Fruitful Language- The Right Tools For The Job

There’s been a surprising level of interest in metaphors in recent days.  We recognise that the imagery we use to discuss Covid-19 matters to patients and their clinicians and carers. Language matters in a national crisis: it also matters in personal crises.

“This is the frontline in a war,” begins BBC medical correspondent Fergus Walsh’s special report filmed in University College Hospital, London. This war metaphor is pervasive in all discussion of COVID-19, in the mainstream media, on social media, in government briefings across many countries.  But there’s a long history of people with a variety of medical conditions resisting war imagery, as unhelpful.

I read an interview with Fergus Walsh this weekend talking about his use of language.  He said “When it comes to language, I agonise over every sentence I write. I have used military metaphors. I do think we are in a war against the virus; the ICUs are the frontline in that war. But I don’t think fights should be assigned to people. If someone dies, they haven’t lost a battle, they’ve been killed by a disease”

The point here is that language conveys much more than the specific meanings of the words we use.  Metaphor is a particularly powerful use of language. It can communicate and, importantly, influence our perspectives and our actions. 

That’s true at the macro level but also the micro, personal, level.  It’s common for people to describe a family dispute as a fight, to have a battle plan and to deploy weapons at our disposal.  Doing so creates a certain narrative that can shape the way we see the people and situations around us.  But we don't have to default to that kind of imagery, those metaphors: changing the record (metaphor intended) can alter the way we see ourselves and our surroundings.

▶ [Supplied entries]
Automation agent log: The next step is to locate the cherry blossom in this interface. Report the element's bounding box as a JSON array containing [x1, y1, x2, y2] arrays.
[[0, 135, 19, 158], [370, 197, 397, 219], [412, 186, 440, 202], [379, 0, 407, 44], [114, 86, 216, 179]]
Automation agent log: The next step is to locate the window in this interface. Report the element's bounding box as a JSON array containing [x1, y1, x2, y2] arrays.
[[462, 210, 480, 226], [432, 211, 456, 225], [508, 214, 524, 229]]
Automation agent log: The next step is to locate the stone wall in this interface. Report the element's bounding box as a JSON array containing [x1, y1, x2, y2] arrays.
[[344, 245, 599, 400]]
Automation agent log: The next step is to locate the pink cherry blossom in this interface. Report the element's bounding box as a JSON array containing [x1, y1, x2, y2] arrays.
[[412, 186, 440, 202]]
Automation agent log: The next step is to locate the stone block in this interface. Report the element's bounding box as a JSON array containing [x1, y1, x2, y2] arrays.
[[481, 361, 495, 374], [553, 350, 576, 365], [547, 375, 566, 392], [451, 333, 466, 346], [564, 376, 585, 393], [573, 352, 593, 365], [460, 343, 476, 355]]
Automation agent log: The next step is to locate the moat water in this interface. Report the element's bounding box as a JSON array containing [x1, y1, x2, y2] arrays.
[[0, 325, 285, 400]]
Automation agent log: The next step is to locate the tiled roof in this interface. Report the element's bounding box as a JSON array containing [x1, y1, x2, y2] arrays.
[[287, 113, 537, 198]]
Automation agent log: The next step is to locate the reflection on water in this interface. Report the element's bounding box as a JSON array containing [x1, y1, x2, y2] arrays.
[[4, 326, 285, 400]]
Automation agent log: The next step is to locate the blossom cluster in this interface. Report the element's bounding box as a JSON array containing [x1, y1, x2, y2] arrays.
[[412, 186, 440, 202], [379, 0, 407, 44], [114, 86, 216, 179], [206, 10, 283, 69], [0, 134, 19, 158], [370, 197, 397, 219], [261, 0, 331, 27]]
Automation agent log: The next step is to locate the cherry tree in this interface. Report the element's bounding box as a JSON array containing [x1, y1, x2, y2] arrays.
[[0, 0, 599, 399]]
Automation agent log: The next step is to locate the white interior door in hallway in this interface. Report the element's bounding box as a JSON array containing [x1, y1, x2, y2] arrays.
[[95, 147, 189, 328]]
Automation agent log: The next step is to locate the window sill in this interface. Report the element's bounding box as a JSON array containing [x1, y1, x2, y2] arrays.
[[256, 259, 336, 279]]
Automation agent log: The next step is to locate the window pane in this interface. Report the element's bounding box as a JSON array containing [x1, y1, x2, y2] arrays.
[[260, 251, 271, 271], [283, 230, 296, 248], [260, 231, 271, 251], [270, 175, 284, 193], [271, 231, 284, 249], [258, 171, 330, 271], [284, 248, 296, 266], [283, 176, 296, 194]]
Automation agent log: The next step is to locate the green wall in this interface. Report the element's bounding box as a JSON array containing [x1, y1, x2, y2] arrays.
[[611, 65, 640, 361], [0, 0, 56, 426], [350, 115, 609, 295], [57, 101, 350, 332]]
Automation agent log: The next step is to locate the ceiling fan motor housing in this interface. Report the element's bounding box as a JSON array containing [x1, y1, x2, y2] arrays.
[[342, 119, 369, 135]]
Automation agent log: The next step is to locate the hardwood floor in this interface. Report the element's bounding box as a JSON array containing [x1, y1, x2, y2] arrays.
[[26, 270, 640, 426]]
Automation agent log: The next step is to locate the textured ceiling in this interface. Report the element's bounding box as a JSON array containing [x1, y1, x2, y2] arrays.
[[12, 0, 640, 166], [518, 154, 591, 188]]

▶ [Task directions]
Carry on the essay on war metaphors in talk about Covid-19, picking up after its final sentence. None of the rows are needed for this work.

▶ [Task answer]
When I was training as a mediator and then as a collaborative lawyer I read an article by Sharon Lowenstein that I still return to from time to time.  She writes “The influence that metaphors exert is subtle and efficient. They create or change the climate in the room. They recalibrate the tone of the discussion. They give people a sense of shared experience and understandings. The mediator who skillfully uses and mixes metaphors can more quickly create rapport and facilitate fruitful problem solving.” 

We can influence our conversations by paying attention to the images we choose to say aloud. When we replace the adversarial language of litigation with alternative metaphors we can make negotiation more constructive. This doesn’t have to be forced or awkward: we all have a wide range of metaphors in our everyday spoken language already.  Just a small shift in awareness about which images we are choosing makes a big difference.  If we leave the language of battle behind we can perhaps influence perspectives (our own and others’) by using alternative images: bridging the gap, plotting a route, sowing and harvesting. And that will bear fruit.